'''
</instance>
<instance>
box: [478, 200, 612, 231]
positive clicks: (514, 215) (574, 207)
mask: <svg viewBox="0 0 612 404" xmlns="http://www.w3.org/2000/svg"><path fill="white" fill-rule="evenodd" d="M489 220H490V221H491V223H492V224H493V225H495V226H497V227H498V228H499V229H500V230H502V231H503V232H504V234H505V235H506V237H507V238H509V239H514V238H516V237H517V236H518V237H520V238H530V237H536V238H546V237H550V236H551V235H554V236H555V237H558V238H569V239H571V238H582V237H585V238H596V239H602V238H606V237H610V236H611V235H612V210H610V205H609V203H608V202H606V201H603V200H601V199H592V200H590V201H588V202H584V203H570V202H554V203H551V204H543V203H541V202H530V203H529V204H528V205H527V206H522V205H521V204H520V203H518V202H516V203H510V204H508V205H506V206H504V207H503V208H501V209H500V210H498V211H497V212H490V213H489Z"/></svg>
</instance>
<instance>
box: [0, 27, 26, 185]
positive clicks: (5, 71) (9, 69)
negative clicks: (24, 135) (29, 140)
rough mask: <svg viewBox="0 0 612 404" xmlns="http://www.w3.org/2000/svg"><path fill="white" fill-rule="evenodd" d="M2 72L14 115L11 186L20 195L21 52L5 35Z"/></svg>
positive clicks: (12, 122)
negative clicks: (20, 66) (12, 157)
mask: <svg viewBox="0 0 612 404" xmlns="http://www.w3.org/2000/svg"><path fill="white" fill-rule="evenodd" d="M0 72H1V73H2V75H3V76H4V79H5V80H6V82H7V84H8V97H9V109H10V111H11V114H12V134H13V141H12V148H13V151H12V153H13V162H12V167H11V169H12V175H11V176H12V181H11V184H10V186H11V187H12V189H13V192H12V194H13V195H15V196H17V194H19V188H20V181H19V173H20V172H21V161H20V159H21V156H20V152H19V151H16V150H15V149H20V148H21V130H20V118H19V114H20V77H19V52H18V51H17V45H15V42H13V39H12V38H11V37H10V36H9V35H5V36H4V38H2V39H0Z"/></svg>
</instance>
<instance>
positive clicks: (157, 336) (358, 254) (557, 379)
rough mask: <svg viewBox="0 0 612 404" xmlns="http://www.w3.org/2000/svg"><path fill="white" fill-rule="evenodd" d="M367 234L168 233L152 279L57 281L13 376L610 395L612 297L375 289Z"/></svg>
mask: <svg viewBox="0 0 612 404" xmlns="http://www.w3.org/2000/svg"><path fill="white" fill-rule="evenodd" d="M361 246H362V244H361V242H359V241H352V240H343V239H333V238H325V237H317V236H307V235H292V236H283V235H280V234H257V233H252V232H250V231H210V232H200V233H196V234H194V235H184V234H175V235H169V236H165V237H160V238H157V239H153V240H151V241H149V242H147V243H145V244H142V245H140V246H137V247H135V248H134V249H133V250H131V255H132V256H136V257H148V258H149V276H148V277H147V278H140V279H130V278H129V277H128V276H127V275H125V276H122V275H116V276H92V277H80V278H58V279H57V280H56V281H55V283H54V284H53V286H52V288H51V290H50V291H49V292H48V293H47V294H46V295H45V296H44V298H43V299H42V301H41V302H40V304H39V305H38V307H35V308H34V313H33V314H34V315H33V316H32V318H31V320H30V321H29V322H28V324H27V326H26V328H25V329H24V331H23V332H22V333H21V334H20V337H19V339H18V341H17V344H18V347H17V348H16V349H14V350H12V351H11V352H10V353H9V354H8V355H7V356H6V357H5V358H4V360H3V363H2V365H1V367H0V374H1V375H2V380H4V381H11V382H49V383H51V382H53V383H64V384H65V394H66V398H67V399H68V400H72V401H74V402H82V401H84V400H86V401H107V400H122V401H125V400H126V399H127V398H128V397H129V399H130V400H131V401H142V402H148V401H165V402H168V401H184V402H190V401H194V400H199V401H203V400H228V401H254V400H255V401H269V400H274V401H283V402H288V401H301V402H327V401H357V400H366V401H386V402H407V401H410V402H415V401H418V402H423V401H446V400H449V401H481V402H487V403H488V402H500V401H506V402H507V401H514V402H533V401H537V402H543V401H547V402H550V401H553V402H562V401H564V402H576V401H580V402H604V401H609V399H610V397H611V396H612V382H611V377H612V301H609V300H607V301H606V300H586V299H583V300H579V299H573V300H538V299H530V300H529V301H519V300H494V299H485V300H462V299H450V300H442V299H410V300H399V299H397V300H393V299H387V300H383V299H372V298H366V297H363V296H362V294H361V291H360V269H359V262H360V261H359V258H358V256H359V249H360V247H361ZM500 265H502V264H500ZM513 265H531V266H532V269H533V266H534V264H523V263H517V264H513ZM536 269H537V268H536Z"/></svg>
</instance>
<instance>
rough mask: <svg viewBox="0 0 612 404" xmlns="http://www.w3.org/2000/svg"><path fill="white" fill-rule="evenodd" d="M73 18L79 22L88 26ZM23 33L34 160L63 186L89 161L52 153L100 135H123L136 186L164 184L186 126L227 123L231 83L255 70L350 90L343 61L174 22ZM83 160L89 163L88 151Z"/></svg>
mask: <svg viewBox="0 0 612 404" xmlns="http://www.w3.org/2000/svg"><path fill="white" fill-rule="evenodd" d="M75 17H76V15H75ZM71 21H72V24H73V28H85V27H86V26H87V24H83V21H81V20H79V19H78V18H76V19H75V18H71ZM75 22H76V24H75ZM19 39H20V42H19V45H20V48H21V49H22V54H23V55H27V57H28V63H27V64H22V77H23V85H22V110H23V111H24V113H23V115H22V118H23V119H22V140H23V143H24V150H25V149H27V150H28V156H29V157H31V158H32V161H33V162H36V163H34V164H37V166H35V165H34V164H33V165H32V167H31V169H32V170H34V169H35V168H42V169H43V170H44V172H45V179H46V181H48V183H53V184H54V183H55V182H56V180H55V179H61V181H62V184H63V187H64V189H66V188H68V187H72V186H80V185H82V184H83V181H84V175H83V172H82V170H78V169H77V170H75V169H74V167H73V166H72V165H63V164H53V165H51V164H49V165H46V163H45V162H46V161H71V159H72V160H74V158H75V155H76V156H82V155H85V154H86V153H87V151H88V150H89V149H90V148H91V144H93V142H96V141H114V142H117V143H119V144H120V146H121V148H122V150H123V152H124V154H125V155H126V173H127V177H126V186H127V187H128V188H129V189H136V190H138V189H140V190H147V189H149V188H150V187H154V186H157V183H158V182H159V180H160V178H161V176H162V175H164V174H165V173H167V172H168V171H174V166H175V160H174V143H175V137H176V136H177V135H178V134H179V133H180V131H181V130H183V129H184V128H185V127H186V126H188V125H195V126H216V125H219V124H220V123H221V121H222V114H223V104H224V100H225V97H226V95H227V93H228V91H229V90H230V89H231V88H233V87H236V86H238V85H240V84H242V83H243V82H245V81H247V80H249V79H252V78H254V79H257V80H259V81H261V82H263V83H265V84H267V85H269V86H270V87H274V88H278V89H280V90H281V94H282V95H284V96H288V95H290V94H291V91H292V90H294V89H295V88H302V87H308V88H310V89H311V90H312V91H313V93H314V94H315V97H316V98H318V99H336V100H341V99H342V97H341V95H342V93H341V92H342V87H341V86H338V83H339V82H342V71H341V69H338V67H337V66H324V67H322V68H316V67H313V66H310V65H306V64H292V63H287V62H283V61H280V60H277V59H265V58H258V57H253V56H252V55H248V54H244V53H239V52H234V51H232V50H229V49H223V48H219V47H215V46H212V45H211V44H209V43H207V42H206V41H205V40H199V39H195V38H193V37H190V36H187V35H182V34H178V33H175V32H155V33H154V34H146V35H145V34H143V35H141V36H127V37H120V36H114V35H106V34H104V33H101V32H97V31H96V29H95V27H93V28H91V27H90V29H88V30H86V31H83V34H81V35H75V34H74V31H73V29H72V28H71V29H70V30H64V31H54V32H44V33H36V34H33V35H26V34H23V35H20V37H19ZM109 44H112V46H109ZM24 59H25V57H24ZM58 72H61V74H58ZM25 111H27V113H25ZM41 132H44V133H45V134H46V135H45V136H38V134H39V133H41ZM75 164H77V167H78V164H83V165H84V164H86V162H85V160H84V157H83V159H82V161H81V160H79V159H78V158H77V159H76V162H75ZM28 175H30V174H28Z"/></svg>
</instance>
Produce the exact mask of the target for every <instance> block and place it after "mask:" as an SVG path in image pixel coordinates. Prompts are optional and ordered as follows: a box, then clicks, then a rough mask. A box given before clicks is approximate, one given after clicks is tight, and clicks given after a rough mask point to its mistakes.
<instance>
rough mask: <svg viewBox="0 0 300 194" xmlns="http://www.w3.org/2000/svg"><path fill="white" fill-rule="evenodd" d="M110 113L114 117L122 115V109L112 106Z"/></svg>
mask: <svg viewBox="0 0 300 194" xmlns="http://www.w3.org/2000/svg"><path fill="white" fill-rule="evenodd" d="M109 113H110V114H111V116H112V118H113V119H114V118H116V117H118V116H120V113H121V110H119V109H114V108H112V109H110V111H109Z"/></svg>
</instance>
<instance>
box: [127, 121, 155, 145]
'''
• _Exercise objective_
Rewrite the listing from its first line through the line containing "positive clicks: (12, 122)", changing "rough mask" to "coarse mask" and keeping everything else the same.

• _Exercise answer_
</instance>
<instance>
box: [478, 200, 612, 231]
positive clicks: (514, 215) (574, 207)
mask: <svg viewBox="0 0 612 404" xmlns="http://www.w3.org/2000/svg"><path fill="white" fill-rule="evenodd" d="M489 220H490V221H491V223H492V224H493V225H495V226H497V227H498V228H499V229H500V230H502V231H503V232H504V234H505V235H506V237H507V238H509V239H514V238H516V237H517V236H518V237H520V238H530V237H536V238H546V237H550V236H551V235H554V236H555V237H558V238H569V239H571V238H582V237H585V238H596V239H602V238H606V237H610V236H611V235H612V210H610V205H609V203H608V202H606V201H603V200H601V199H592V200H590V201H588V202H584V203H570V202H554V203H551V204H543V203H541V202H530V203H529V204H528V205H527V206H522V205H521V204H520V203H518V202H516V203H510V204H508V205H506V206H504V207H503V208H501V209H500V210H498V211H497V212H490V213H489Z"/></svg>
</instance>
<instance>
box: [0, 27, 26, 185]
positive clicks: (5, 71) (9, 69)
negative clicks: (24, 135) (29, 140)
coarse mask: <svg viewBox="0 0 612 404" xmlns="http://www.w3.org/2000/svg"><path fill="white" fill-rule="evenodd" d="M2 72L14 115L11 186L20 195L21 52L5 35Z"/></svg>
positive clicks: (12, 122)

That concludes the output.